-- Start Excerpt provided --
Instrument Testing and Calibration: The first experiment in the dropdown list is called "ramp". It is a quick experiment that used to test how well the instrument is functioning. To run the experiment, the black lead is attached to one side of a test resistor and the other two leads are attached to the other side, as shown in Figure 1, above. The voltage / time profile is shown in Figure 2, below and the experiment is demonstrated in the video demonstrating the GUI, above. The voltammagram shows the current as a function of applied voltage. If the experiment is working correctly, this should be a linear plot extending through the origin (0 current, 0 mV) with a slope equal to 1/R.
Experiments for Teaching Electrochemistry: 1. Chronoamperometry: In single step chronoamperometry, the potential of the working electrode is stepped from its initial value to a final value and the current is sampled as a function of time. Description of chronoamperometry by a "reputable" source is here. A nice teaching lab can be found here. Typically, the initial voltage is established where the compound in question is stable and no current passes. The voltage is then stepped to a potential where the compound will either accept or lose an electron to give a second compound. To illustrate, we consider electrochemical response of the hexacyanoferrate ion (FeCN63-). In this experiment, the initial voltage was set to +600 mV, where the iron(III) compound is stable. At time = 0, the voltage was stepped to +100 mV. At this voltage, the iron(II) form of the compound is the stable species and the following half reaction occurs at the working electrode:
FeCN63- + e- <==> FeCN64- (1) Data from such an experiment employing the iron(III) compound, FeCN63- is presented in Figure 3.
The electrical current passed to the electrode is presented in Figure 3 as a positive current that decays with time. To understand current response using other voltammetric techniques, it is necessary to understand the origin and nature of this decay. Just after the potential step, there is a great excess of the iron(III) compound close to the working electrode, giving rise to a large current. As time evolves, the amount of iron(III) available for reaction diminishes and subsequently, the electrical current decays. The current / time profile in chronoamperometry experiments is governed by the rates at which compounds reach the working electrode. In an unstirred electrolyte solution, the current is determined by the rate at which the compound diffuses. For a planar electrode under these conditions the current is described as a function of time by the Cottrell equation (since I cant figure out how to write equations in this format, click this link).: Note that all the terms in the Cottrell equation are constant with the exception of the current and the time. Thus, the current is expected to be proportional to one divided by the square root of time. Analysis of data (Presented in Figure 1) shows that this was the case.
-- End Excerpt provided --
| Exercise requirements |
(A) Answer these questions about the electrochemistry excerpt:
(i) In the ramp experiment, what slope should the plot have if the instrument is working correctly?
(ii) In the hexacyanoferrate experiment, to what value was the initial voltage set?
(iii) In an unstirred electrolyte solution, what determines the current?
(B) Which figure numbers does the electrochemistry excerpt refer to? List each one once.
(C) Could you continue the electrochemistry excerpt from the point where it stops?
-- Start Provided information --
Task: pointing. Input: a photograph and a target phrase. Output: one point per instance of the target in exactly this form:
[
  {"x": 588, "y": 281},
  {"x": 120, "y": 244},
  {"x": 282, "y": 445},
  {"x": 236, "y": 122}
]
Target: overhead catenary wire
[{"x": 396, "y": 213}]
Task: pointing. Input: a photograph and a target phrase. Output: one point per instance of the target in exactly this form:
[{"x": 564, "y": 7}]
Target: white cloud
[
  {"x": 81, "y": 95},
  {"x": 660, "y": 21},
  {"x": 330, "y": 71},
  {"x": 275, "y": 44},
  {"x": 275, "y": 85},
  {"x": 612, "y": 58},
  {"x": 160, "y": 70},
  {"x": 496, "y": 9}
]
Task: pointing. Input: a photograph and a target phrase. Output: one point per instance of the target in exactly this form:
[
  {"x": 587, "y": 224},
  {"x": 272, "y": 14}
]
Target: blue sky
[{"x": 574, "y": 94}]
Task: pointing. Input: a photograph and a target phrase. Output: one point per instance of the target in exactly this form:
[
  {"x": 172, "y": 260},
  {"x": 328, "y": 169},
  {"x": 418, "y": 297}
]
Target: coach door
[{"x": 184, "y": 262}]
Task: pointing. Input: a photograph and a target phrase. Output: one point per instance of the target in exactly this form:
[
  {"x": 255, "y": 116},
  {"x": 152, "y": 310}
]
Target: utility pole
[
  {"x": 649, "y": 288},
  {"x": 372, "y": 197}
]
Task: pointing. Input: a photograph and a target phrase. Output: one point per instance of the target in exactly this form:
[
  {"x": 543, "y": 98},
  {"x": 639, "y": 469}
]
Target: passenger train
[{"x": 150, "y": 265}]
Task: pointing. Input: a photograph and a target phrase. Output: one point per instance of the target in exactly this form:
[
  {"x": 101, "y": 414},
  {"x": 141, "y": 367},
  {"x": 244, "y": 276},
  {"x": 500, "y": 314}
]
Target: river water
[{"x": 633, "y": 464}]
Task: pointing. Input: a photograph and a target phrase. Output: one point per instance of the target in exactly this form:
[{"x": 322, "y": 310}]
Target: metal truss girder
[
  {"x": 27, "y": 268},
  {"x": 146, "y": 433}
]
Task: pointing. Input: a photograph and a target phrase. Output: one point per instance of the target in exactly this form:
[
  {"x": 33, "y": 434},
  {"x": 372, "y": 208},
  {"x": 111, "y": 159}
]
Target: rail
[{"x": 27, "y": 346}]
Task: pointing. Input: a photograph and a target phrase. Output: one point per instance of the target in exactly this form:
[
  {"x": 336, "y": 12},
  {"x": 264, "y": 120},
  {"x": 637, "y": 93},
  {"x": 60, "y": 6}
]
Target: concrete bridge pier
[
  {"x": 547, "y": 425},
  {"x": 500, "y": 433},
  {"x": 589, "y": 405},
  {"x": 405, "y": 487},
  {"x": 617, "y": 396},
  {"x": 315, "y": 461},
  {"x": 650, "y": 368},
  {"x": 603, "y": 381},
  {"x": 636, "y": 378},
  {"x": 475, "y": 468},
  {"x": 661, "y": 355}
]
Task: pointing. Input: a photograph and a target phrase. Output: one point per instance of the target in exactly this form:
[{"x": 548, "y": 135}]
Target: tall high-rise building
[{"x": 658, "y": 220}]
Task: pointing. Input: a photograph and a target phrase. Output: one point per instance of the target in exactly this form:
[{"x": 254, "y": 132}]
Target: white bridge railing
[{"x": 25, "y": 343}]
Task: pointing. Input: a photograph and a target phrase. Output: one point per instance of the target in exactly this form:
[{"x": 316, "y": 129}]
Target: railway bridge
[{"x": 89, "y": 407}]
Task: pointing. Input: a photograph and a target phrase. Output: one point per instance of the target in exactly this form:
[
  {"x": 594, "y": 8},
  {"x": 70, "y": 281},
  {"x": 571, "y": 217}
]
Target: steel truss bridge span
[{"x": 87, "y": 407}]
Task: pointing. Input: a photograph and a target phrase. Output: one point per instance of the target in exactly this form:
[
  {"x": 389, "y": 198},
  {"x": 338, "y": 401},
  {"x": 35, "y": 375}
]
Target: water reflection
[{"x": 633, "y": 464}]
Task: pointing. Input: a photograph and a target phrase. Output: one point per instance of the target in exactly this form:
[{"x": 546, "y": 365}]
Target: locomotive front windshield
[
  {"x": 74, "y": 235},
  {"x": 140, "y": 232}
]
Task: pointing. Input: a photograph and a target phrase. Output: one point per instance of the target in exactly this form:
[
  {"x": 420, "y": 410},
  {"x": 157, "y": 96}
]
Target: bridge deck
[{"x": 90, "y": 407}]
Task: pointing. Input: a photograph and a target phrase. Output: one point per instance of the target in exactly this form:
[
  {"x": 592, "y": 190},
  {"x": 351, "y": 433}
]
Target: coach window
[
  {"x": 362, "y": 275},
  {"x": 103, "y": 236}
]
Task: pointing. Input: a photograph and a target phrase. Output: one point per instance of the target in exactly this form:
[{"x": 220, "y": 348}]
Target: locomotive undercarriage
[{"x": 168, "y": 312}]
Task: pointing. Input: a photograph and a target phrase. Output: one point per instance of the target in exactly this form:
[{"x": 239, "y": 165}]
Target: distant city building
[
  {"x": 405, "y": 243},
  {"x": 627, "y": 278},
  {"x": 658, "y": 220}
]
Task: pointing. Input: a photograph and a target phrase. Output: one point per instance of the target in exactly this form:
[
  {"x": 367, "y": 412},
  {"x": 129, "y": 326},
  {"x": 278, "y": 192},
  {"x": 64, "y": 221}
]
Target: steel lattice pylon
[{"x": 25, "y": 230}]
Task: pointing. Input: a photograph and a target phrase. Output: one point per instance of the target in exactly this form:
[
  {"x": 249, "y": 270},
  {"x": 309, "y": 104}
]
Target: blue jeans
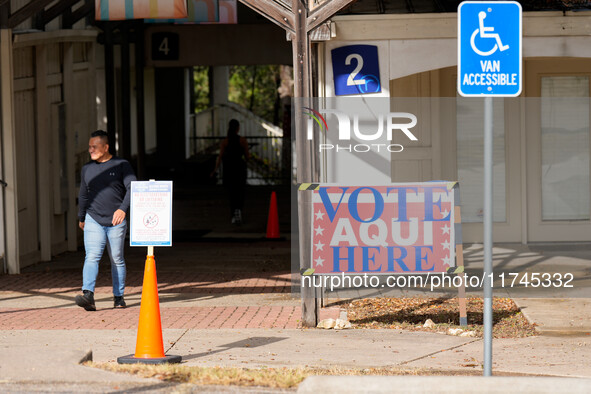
-- End Provided information --
| Task-by-task answers |
(A)
(i) A slope equal to 1/R.
(ii) +600 mV.
(iii) The rate at which the compound diffuses.

(B)
Figure 1
Figure 2
Figure 3

(C)
Experiment 1B. Double step chronoamperometry. Figure 2A shows the time / voltage profile for a double potential step experiment. In this experiment, the voltage is stepped from the initial voltage to a second voltage and then back to the initial voltage. Current data is collected after each of the two steps.
Experiments for Teaching Electrochemistry: 2. Normal pulse voltammetry: . A normal pulse voltammetry experiment consists of a series of voltage pulses with varying heights. It is described here. For our discussion of chronoamperometry, we assumed that the iron(III) form of the compound was the only species stable at the initial voltage and the iron(II) form was the only one stable at the second voltage. At intermediate voltages, however, both oxidation states exist at equilibrium, with their ratio determined by the Nernst equation: E = E° + RT/nF ln([Fe3+]/[Fe2+]) (3) Where E is the applied voltage, E° is the standard reduction potential of the couple, R is the ideal gas constant, T is the absolute temperature, n is the number of moles of electrons transferred and F is the Faraday contant. Thus, Equation 3 tells us that the applied potential (E) and the standard reduction potential (E°) determine the position of the equilibrium mixture of oxidized and reduced species. The relationship that the Nernst equation predicts for a Fe3+ / Fe2+ couple with an Eo of +300 mV is presented in Figure 3 . In this figure, the red line represents the percentage of an Fe2+ ion and the blue line represents the percentage of Fe3+. Notice that at a potential of +150 mV, nearly all the compound exists as the reduced, Fe2+ state, at +300 mV (the Eo for the couple) the mixture contains 50% of each, and at +450 mV, nearly all is in the oxidized, Fe3+ state.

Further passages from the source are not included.